## Begin DATA TO USE

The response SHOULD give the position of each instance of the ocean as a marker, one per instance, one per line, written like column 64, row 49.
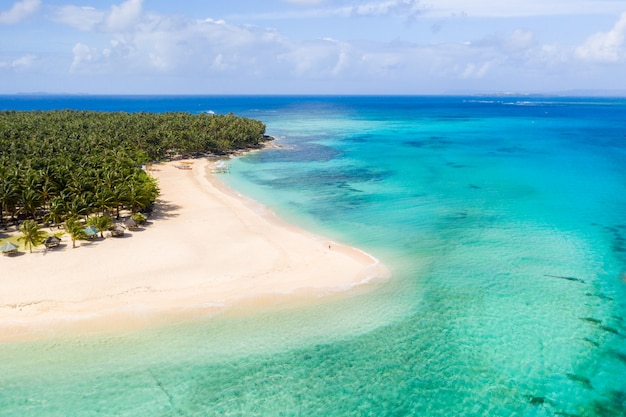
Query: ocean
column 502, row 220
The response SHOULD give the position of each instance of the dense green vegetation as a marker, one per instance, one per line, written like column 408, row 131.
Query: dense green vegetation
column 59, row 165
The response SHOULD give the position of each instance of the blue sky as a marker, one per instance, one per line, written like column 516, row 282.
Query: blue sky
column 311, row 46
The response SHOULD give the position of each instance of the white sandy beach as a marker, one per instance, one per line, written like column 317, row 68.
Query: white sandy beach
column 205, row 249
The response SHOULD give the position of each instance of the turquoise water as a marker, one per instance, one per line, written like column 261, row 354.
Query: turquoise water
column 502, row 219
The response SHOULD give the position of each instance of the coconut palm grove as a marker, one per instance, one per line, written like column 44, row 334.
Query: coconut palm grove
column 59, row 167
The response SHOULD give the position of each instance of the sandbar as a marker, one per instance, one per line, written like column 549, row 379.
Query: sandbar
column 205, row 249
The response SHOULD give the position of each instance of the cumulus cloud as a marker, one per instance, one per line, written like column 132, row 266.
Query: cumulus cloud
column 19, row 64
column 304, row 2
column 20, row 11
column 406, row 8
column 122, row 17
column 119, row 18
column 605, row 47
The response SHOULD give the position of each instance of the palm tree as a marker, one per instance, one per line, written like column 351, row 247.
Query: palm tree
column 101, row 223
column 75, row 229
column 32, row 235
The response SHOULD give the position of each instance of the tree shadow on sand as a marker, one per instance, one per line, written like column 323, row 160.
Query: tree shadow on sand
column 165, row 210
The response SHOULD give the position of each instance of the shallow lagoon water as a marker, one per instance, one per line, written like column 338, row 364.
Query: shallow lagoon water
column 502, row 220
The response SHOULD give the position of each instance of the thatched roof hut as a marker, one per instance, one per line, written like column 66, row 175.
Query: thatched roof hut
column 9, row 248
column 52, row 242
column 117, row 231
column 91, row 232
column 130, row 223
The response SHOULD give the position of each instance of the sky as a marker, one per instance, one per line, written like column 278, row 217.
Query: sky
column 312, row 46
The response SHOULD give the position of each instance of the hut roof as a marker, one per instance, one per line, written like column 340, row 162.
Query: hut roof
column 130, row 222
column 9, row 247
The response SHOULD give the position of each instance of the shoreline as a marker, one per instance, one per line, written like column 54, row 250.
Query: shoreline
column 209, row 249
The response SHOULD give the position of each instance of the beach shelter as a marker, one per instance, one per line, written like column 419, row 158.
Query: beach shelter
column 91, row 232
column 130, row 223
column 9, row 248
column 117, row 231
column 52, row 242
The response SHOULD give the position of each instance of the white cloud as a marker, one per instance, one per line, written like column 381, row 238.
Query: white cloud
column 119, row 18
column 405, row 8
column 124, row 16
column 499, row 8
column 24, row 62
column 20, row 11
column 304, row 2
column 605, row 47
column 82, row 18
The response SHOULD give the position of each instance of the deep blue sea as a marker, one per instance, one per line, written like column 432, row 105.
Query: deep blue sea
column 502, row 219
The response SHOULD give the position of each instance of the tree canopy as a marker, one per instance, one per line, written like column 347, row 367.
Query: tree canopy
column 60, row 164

## End DATA TO USE
## Begin DATA TO USE

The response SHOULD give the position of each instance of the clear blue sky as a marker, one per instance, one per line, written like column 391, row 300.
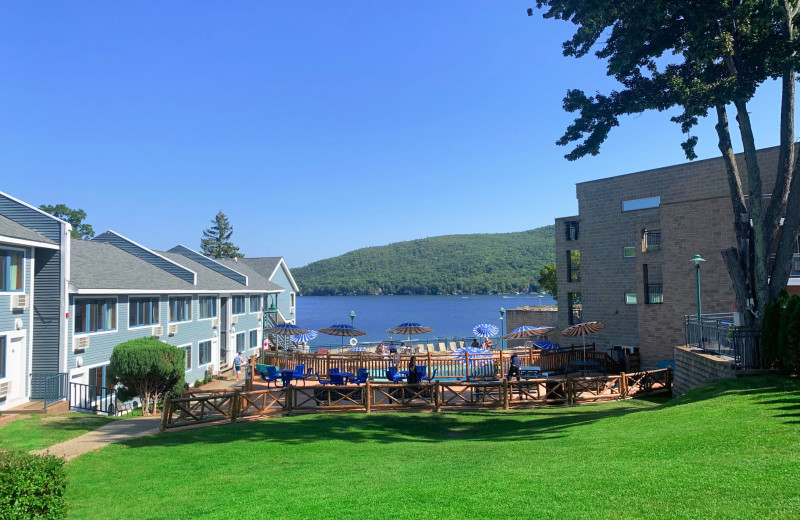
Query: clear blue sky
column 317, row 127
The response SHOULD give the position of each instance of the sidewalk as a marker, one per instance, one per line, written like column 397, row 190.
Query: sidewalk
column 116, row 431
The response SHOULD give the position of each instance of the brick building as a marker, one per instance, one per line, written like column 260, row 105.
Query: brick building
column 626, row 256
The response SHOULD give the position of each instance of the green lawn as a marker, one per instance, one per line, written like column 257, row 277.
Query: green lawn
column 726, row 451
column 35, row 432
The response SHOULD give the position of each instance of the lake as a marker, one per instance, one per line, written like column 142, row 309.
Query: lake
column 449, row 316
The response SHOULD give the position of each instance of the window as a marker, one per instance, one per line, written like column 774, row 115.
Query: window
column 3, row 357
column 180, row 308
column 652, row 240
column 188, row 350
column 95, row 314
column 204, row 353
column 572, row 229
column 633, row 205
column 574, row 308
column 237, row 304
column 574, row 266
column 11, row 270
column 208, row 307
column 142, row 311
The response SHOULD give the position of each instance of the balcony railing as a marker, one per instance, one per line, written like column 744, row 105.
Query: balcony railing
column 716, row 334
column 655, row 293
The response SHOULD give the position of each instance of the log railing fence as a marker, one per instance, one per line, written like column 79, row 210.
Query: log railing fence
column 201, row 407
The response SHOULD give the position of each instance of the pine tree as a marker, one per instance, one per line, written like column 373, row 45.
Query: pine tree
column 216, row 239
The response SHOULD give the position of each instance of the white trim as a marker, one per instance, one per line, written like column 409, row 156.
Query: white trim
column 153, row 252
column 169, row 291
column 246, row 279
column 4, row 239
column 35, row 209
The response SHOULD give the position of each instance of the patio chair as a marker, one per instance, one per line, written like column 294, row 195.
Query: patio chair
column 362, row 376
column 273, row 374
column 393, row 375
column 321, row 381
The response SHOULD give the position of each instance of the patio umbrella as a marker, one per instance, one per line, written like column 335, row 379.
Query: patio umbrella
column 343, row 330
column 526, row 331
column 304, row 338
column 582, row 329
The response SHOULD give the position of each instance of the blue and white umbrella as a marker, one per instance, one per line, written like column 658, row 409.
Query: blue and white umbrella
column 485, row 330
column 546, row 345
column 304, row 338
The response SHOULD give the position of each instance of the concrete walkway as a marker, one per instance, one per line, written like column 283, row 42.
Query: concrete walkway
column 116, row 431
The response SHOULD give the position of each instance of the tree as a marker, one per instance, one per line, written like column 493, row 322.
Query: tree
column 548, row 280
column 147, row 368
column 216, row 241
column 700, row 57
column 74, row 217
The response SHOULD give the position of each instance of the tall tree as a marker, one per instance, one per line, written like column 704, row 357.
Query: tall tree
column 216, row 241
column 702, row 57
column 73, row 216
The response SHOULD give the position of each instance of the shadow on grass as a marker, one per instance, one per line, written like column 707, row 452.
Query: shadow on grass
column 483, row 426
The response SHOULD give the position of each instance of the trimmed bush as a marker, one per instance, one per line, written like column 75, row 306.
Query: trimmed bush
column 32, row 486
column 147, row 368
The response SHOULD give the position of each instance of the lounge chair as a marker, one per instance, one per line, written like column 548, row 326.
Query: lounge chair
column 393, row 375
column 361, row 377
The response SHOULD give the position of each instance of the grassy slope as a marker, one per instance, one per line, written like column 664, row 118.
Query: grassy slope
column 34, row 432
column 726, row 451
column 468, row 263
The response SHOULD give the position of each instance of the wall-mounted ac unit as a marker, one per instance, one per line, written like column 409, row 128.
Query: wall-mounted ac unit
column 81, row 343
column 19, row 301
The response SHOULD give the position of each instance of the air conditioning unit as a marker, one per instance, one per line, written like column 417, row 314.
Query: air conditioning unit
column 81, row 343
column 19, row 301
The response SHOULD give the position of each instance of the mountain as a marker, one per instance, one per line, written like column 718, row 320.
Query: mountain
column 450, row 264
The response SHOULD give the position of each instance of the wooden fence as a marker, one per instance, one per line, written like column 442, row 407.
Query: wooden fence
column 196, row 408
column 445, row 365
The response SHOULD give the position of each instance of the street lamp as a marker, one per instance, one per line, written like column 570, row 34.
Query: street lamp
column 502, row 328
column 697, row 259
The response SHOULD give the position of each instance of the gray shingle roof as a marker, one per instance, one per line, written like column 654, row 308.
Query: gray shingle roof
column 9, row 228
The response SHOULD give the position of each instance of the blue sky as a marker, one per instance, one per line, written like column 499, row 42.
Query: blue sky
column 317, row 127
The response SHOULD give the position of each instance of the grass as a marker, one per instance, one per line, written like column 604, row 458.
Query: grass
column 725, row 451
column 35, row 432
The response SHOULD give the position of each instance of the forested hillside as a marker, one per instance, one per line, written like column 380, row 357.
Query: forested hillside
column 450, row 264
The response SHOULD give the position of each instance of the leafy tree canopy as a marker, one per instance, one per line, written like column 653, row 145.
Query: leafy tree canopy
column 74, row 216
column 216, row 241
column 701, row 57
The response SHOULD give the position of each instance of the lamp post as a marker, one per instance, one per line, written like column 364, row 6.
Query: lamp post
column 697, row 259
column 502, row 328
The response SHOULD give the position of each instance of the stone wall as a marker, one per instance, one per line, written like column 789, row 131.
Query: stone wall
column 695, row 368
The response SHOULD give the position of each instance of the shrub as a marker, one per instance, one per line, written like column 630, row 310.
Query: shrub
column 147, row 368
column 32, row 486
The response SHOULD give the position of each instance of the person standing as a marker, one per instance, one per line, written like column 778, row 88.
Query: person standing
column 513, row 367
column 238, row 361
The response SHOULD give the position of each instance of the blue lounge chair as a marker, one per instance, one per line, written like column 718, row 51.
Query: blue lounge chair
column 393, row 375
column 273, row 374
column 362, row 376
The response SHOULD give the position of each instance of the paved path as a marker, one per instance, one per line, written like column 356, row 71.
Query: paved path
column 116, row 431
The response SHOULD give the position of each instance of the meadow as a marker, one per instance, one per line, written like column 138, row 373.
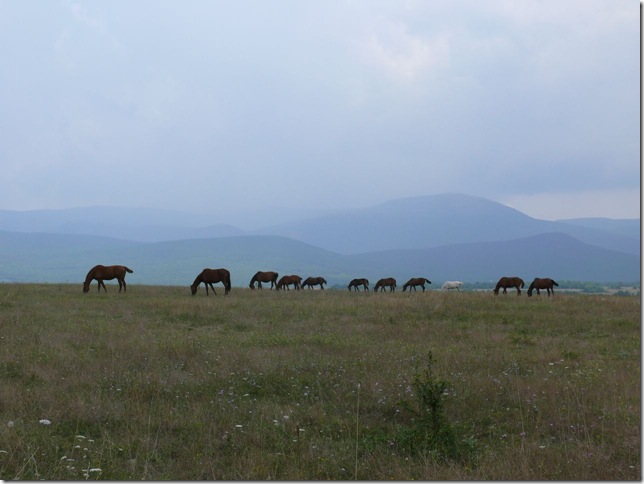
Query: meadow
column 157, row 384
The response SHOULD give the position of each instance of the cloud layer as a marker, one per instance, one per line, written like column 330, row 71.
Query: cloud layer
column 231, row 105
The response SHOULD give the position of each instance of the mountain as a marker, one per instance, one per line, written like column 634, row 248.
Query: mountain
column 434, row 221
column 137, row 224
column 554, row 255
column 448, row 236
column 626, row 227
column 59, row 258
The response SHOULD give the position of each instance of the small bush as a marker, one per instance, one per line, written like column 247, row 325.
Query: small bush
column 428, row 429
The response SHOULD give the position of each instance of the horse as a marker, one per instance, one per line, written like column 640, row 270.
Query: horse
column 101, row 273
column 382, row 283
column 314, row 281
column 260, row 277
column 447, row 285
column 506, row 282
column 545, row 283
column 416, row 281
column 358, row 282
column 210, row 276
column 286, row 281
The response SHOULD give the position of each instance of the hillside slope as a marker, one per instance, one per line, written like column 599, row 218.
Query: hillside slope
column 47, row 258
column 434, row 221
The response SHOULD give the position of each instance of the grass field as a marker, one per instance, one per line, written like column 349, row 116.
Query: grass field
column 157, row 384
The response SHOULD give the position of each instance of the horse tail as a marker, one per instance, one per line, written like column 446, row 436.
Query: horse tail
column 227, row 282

## End DATA TO USE

=== TASK DETAILS ===
Please rewrite the part of the entries that opens with the line containing "64, row 49." and closes with the line containing "column 311, row 46", changing every "marker" to "point" and keeping all else the same. Leave the pictures out of your answer.

=== RESPONSE TO THE TASK ===
The response SHOULD give the position of each instance of the ocean as a point, one per instance, one per line, written like column 64, row 49.
Query: ocean
column 502, row 220
The response SHOULD give the position of each instance of the dense green vegetation as a point, one per instance, one per line, written like column 408, row 131.
Query: dense green vegetation
column 59, row 165
The response SHOULD give the position of each instance of the blue sky as a point, one per instance, one per line, written like column 516, row 282.
Query: blue sky
column 311, row 46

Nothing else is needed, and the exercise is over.